TASK OBJECTIVE: List every line in the records below that contains the word "beige", copying each such line in full.

DATA SHOWN:
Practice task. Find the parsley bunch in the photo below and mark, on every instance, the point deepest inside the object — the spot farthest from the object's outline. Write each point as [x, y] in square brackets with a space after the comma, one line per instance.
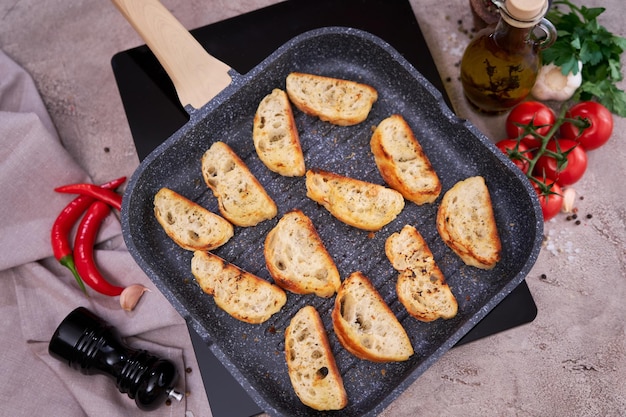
[582, 38]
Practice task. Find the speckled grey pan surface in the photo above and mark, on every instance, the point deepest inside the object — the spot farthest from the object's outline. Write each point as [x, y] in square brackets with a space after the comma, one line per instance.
[254, 353]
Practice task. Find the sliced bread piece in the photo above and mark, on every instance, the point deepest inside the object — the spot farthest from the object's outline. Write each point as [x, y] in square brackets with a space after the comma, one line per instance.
[241, 294]
[275, 135]
[190, 225]
[365, 325]
[312, 368]
[334, 100]
[466, 223]
[421, 286]
[358, 203]
[402, 162]
[242, 200]
[297, 258]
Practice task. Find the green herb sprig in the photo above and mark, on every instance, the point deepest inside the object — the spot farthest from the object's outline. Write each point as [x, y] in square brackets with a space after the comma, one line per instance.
[582, 38]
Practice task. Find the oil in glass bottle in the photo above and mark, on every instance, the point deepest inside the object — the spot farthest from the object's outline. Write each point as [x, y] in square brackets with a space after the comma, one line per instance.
[500, 65]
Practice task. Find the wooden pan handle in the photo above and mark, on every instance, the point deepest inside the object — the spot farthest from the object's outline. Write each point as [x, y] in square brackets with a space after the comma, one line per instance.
[197, 76]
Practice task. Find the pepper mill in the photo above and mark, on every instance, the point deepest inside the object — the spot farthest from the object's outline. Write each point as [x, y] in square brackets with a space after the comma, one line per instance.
[92, 346]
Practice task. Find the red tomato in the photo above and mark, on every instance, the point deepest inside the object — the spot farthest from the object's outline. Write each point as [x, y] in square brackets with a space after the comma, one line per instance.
[600, 119]
[532, 113]
[550, 203]
[572, 171]
[508, 147]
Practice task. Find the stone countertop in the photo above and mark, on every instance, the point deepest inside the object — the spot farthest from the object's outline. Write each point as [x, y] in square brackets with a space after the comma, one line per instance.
[571, 360]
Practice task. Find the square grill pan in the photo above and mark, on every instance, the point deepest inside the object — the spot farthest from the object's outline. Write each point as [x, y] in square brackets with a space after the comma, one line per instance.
[254, 354]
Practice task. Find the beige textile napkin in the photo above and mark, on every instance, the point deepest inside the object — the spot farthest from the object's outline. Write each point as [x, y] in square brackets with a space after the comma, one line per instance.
[37, 293]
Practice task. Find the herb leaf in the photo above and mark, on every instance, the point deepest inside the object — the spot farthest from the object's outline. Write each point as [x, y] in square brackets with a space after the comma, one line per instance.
[580, 37]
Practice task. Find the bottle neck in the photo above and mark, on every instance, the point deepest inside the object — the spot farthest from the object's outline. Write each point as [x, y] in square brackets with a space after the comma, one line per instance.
[512, 37]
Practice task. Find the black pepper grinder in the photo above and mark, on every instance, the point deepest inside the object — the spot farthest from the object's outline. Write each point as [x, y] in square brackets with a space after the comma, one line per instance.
[92, 346]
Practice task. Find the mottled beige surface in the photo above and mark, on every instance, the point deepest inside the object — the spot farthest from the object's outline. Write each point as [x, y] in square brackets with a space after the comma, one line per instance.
[570, 361]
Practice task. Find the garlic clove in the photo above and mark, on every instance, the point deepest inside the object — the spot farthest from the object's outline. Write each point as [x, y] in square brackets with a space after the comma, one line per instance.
[131, 295]
[552, 84]
[569, 196]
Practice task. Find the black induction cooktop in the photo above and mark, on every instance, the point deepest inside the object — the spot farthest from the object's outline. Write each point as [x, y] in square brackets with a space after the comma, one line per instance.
[154, 114]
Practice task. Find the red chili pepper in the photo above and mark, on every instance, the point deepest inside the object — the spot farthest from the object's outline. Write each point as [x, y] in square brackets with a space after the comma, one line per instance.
[103, 194]
[83, 249]
[62, 228]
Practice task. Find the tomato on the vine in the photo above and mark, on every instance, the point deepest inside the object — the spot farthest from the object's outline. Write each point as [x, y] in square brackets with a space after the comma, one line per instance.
[514, 150]
[565, 173]
[532, 113]
[600, 122]
[552, 201]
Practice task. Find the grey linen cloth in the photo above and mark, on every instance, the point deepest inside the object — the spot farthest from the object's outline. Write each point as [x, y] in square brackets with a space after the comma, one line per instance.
[37, 292]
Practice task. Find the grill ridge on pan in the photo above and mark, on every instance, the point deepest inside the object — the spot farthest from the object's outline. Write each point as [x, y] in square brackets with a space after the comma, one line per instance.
[253, 353]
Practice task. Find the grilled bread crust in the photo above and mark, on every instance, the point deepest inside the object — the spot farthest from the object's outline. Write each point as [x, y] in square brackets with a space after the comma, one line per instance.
[421, 286]
[333, 100]
[402, 162]
[241, 198]
[365, 325]
[275, 135]
[190, 225]
[241, 294]
[466, 223]
[297, 258]
[312, 368]
[358, 203]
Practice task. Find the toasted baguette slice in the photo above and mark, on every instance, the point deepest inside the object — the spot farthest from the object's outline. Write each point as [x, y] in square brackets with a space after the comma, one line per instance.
[297, 258]
[402, 162]
[312, 368]
[275, 135]
[188, 224]
[466, 223]
[333, 100]
[358, 203]
[421, 286]
[242, 200]
[365, 325]
[241, 294]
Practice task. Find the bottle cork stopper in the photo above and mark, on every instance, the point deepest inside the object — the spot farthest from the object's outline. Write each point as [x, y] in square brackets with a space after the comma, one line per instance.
[525, 9]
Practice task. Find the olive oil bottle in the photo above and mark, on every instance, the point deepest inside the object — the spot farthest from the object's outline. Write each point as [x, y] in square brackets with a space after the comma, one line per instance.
[500, 65]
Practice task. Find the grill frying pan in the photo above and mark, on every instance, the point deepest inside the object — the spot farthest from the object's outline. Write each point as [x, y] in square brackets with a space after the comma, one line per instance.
[254, 353]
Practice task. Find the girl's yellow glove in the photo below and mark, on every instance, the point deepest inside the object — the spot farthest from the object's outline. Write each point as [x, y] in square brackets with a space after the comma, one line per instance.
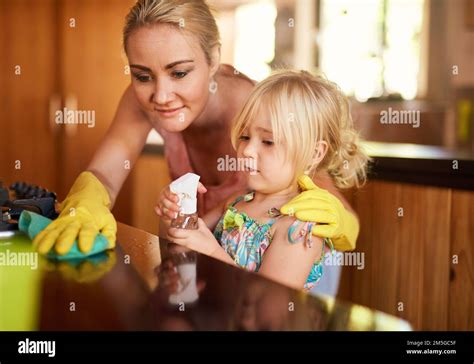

THE RESULT:
Practice task. Find the beige textile napkin in the photo above and mark, on every instance, the point deepest inside the object — the spot farthest from the object's outline. Write each point as [x, y] in square brackets with a space after the comma, one line per instance.
Practice task. Find the mottled beige surface in the photo above and mark, on every instance, the point deepest inside the object — the spot farthest from the object's outline. Write each point as [x, y] in square brackets with a space after the comma, one line per instance.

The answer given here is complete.